BEGIN

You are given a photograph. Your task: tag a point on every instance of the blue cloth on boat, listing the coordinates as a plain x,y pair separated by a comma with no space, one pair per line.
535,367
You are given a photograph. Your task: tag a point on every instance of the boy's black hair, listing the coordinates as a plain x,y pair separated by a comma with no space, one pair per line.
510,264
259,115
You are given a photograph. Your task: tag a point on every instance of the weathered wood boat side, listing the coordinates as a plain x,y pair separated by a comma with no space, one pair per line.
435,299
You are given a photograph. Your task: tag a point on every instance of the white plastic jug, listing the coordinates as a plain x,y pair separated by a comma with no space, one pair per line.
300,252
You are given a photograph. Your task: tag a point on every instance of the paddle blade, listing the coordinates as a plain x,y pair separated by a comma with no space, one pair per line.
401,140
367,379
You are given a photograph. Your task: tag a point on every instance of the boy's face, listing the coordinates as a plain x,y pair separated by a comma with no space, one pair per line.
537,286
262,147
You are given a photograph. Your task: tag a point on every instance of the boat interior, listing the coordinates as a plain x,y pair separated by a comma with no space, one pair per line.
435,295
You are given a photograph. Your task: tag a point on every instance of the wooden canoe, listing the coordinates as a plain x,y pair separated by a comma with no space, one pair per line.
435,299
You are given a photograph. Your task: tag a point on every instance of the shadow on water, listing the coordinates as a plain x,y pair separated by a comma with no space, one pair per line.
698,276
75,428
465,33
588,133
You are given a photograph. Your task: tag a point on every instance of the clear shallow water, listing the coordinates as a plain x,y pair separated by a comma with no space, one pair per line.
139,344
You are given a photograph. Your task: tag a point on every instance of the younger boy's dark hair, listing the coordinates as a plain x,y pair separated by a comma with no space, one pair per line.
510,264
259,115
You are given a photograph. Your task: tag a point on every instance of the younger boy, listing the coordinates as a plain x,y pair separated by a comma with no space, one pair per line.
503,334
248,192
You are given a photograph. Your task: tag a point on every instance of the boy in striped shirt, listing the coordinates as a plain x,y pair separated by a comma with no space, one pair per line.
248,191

END

Task requirements —
Print precisely the lines from the one with "of the shadow" through the end of the data above, adding nothing.

Answer —
You are given a photograph. Your task: tag a point on every instance of the shadow on water, listing the coordinates as a plain x,y pair separated by a comma with no space, one pair per line.
698,276
75,428
465,33
588,133
You are given a photograph. Your task: tag a point on every instance of the clear shallow water, listing the coordinates as a plain x,y pair separated by a comma with no space, one pair per line.
139,344
You are given a photograph. Your task: tag a point on every instance of the younger boy's dark hair, listing the coordinates as a plain x,y pair separated by a comma with no space, one pair per line.
510,264
259,115
You are given a photograph. Your task: tag a point on every instance of the younger boy, listing the coordinates as a plain x,y pair separated by a comma with no space, one pair per line.
503,334
248,192
You are given a photograph. Your task: tag a point on every instance of the boy in striped shirt, listing the coordinates as a plain x,y pair separated by a comma with no space, one pair per line.
248,191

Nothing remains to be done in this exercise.